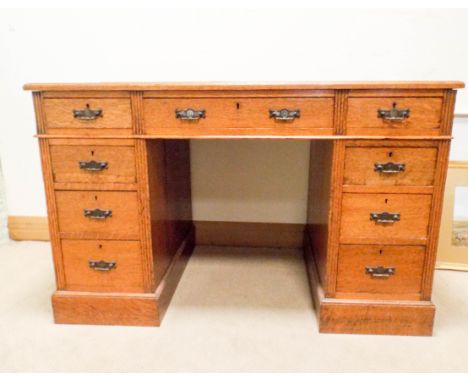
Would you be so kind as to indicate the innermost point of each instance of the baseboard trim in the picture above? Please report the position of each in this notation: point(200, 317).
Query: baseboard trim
point(236, 234)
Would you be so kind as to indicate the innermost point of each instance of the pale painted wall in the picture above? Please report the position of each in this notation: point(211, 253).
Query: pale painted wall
point(250, 181)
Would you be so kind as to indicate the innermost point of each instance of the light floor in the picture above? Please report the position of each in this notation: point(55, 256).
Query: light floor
point(236, 309)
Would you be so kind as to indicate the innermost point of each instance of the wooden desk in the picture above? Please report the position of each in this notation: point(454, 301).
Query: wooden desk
point(116, 166)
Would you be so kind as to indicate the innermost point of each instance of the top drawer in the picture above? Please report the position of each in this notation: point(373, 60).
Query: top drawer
point(88, 113)
point(249, 116)
point(394, 115)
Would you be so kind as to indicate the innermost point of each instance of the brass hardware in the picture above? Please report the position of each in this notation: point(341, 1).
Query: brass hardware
point(92, 165)
point(285, 114)
point(87, 114)
point(97, 213)
point(389, 168)
point(385, 217)
point(380, 272)
point(102, 265)
point(190, 114)
point(394, 114)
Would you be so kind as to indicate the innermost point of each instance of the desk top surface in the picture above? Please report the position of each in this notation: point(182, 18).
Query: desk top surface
point(162, 86)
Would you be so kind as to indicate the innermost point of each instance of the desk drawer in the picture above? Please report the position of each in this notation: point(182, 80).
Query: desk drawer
point(374, 269)
point(228, 113)
point(406, 223)
point(390, 166)
point(88, 113)
point(98, 214)
point(102, 266)
point(397, 114)
point(88, 163)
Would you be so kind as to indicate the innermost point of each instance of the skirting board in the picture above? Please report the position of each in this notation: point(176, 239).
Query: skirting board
point(277, 235)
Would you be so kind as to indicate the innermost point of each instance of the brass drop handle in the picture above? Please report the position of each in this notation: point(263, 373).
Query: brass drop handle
point(97, 214)
point(93, 165)
point(389, 168)
point(380, 272)
point(190, 114)
point(87, 114)
point(394, 114)
point(101, 265)
point(384, 217)
point(285, 114)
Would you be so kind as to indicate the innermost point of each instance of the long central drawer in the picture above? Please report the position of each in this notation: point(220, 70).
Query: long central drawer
point(275, 114)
* * * * * * *
Copy out the records word for word, from their beginning up to and including the line with "point(236, 234)", and leave the pictures out.

Would you be so kind as to indicate the innermost point of each instance of the baseboard trim in the picture above? Please report the position of each in this notation: point(200, 317).
Query: baseboard trim
point(236, 234)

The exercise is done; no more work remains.